[BEGIN Source text]

The Need for SEAD Part I: The Nature of SEAD


Editor’s Note: The Nature of SEAD is the first part of a 2-part series calling for the restoration of the defense suppression enterprise that carried the Joint Force from Vietnam until Desert Storm.  This part covers the need for the restoration of the “electronic combat triad” once covered by specialized, well-trained crews in the F-4G, EF-111A, and the EC-130.  Part II will discuss the modern threat environment and the impact of an over-reliance on stealth aircraft on the U.S. Air Force.

[END Source text]
[BEGIN Material]

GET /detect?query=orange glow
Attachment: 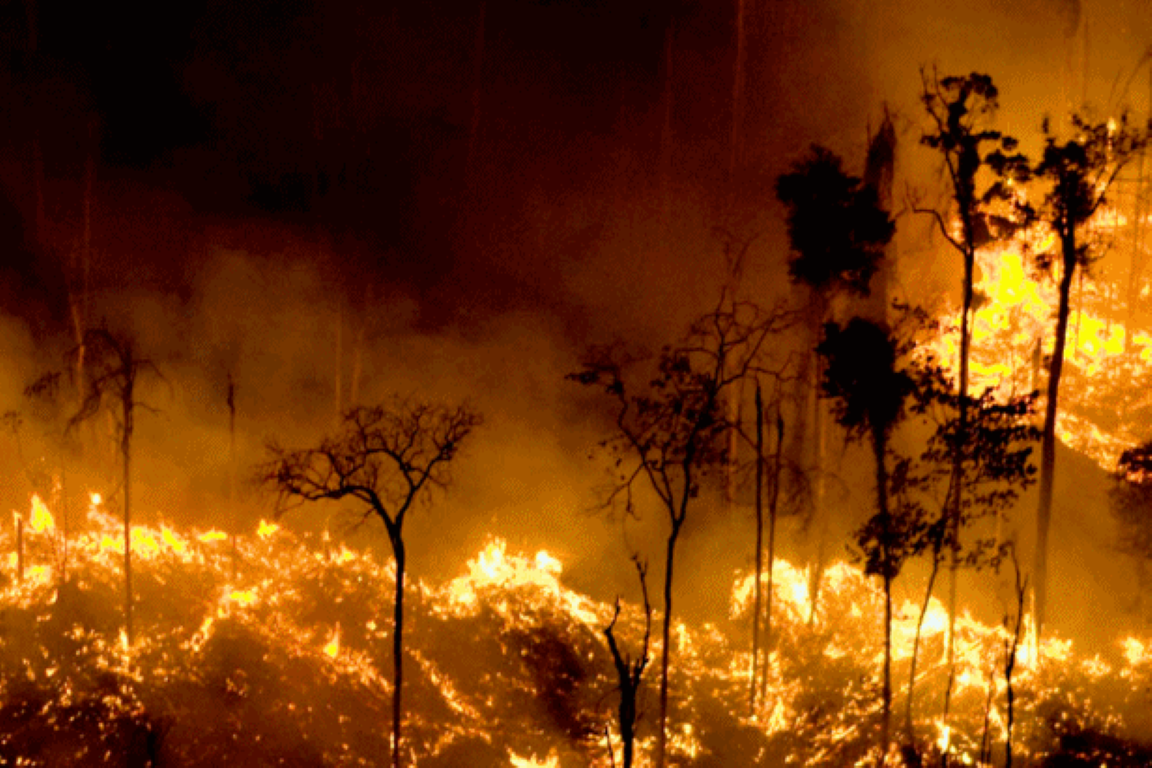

[END Material]

Copy the SEAD article, starting at the words that contain "The Need for SEAD" and ending after "U.S. Air Force.", and substitute "Operation Desert Storm" for "Desert Storm".

The Need for SEAD Part I: The Nature of SEAD


Editor’s Note: The Nature of SEAD is the first part of a 2-part series calling for the restoration of the defense suppression enterprise that carried the Joint Force from Vietnam until Operation Desert Storm.  This part covers the need for the restoration of the “electronic combat triad” once covered by specialized, well-trained crews in the F-4G, EF-111A, and the EC-130.  Part II will discuss the modern threat environment and the impact of an over-reliance on stealth aircraft on the U.S. Air Force.